→ **What is being asked**
Copy out the items below with "input.png" swapped for "frame.png" and nothing else altered.
— START OF Source records —
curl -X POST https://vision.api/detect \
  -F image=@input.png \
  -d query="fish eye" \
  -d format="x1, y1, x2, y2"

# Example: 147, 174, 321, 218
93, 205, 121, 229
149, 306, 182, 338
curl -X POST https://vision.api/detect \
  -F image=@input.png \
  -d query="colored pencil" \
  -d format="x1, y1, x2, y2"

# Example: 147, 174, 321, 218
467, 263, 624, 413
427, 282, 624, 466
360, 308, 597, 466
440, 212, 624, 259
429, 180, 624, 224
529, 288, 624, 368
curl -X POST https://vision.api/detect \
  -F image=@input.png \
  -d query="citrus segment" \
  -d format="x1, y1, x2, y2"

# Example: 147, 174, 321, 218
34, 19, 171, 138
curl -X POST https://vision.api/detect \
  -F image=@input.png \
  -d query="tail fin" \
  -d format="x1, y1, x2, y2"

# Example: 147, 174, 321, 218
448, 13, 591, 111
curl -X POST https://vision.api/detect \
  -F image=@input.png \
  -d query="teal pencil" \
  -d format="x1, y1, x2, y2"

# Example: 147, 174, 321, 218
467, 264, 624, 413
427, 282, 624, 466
— END OF Source records —
→ **Answer to the exercise**
curl -X POST https://vision.api/detect \
  -F image=@frame.png \
  -d query="fish eye" \
  -d format="x1, y1, x2, y2"

# Example: 147, 174, 321, 218
93, 205, 121, 229
149, 306, 182, 338
curl -X POST https://vision.api/detect \
  -F image=@frame.png \
  -d query="colored pencil" \
  -d format="x1, y1, x2, y2"

# Example: 147, 174, 321, 218
467, 263, 624, 413
427, 282, 624, 466
360, 308, 597, 466
440, 212, 624, 259
429, 180, 624, 224
529, 288, 624, 368
curl -X POST https://vision.api/detect \
  -F image=@frame.png \
  -d query="citrus segment" \
  -d format="x1, y1, x2, y2"

# Example: 147, 174, 321, 218
34, 19, 171, 138
curl -X POST https://vision.api/detect \
  -F image=@frame.png \
  -d query="tail fin" \
  -d format="x1, y1, x2, y2"

# Example: 147, 174, 321, 218
448, 13, 591, 111
curl -X POST https://vision.api/detect \
  -F image=@frame.png \
  -d query="teal pencil" \
  -d format="x1, y1, x2, y2"

# Example: 147, 174, 321, 218
467, 264, 624, 413
427, 282, 624, 466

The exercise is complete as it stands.